* AIM OF THE TASK: Word for word, restate each entry that appears below.

* SUPPLIED ENTRIES:
++++++++++++++++++++

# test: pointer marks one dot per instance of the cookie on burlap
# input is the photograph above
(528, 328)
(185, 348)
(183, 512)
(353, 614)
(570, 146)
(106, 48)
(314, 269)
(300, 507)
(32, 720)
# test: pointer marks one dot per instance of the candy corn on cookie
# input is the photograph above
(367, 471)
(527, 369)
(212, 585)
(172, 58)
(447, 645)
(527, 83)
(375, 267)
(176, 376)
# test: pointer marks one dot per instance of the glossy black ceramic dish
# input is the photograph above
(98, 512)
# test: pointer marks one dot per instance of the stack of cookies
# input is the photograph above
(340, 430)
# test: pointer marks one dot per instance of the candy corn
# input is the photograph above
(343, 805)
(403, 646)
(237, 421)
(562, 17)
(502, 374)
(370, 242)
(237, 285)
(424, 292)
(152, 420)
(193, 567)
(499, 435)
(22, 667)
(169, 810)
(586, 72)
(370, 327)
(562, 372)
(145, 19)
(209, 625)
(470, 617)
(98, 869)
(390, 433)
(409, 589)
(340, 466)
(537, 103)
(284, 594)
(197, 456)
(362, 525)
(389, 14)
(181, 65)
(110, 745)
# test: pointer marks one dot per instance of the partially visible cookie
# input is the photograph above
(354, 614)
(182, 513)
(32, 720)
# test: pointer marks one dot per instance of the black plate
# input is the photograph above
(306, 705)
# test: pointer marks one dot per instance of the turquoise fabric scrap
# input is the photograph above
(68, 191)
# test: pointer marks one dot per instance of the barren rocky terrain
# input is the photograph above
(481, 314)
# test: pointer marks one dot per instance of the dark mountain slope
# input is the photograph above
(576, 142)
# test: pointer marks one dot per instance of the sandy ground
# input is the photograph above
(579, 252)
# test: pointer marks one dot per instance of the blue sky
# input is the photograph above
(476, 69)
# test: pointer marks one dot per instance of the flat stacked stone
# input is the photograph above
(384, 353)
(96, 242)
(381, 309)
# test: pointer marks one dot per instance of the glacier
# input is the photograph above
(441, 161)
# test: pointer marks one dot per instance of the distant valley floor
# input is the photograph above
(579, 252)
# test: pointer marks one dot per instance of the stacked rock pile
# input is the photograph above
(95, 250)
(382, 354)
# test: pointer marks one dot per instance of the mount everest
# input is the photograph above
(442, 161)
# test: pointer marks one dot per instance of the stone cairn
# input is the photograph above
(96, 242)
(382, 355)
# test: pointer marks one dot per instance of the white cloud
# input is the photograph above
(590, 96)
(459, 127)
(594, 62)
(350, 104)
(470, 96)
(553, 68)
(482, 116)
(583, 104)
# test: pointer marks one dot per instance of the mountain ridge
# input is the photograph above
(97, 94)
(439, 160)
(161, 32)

++++++++++++++++++++

* YOUR SOLUTION:
# test: pointer marks one dot per instance of the cookie on burlap
# input is the photograph above
(528, 328)
(185, 348)
(183, 512)
(353, 614)
(570, 146)
(106, 48)
(314, 269)
(300, 507)
(32, 720)
# test: pointer marks one dot per instance of the candy corn on cookie
# input is the photograph above
(367, 471)
(527, 369)
(212, 585)
(172, 58)
(447, 645)
(527, 83)
(375, 267)
(176, 376)
# test: pointer marks one dot per instance of the glossy black ceramic dish
# input is the photograph above
(98, 512)
# test: pointer marks one dot per instance of the stack of cookies
# input is the photograph above
(340, 430)
# test: pointer marks one dot per instance of the candy corn
# input is the photograph above
(343, 805)
(403, 646)
(237, 421)
(562, 17)
(502, 374)
(370, 242)
(237, 285)
(424, 292)
(152, 420)
(193, 567)
(499, 435)
(22, 667)
(169, 810)
(586, 72)
(370, 327)
(562, 372)
(145, 19)
(209, 625)
(470, 617)
(98, 869)
(390, 433)
(409, 589)
(340, 466)
(537, 103)
(284, 594)
(197, 456)
(362, 525)
(389, 14)
(181, 65)
(110, 745)
# test: pointer marks one dot per instance of the partially visible cookie
# input is the photograph above
(354, 614)
(182, 513)
(32, 720)
# test: pointer marks one dot per instance of the black plate
# input is the photograph above
(306, 705)
# test: pointer marks one dot per instance of the turquoise fabric scrap
# input is the photograph above
(68, 191)
# test: pointer marks one dot per instance of the barren rocky terrain
# input is the photograph above
(481, 314)
# test: pointer marks one dot per instance of the dark mountain slope
# input is the photograph above
(576, 142)
# test: pointer marks one dot per instance of the sandy ground
# input is the photograph above
(579, 252)
# test: pointer marks one dot per instance of the blue sky
# input is the photograph above
(476, 69)
# test: pointer marks one dot per instance of the flat stacked stone
# input is the photograph above
(384, 353)
(96, 242)
(381, 309)
# test: pointer marks one dot per instance of the glacier
# input is the photograph above
(441, 161)
# test: pointer marks one dot per instance of the distant valley floor
# input is the photograph above
(579, 252)
# test: pointer marks one dot per instance of the stacked rock pile
# input is the photograph above
(95, 250)
(382, 354)
# test: pointer marks one dot per instance of the mount everest
# input is the photograph above
(442, 161)
# test: pointer marks one dot per instance of the stone cairn
# input is the photograph above
(96, 242)
(382, 355)
# test: pointer marks one dot per instance of the white cloud
# input is the photograph above
(590, 96)
(459, 127)
(594, 62)
(350, 104)
(470, 96)
(553, 68)
(482, 116)
(583, 104)
# test: pointer marks one dot per instance of the mountain ridge
# input is the photograph above
(97, 94)
(439, 160)
(161, 32)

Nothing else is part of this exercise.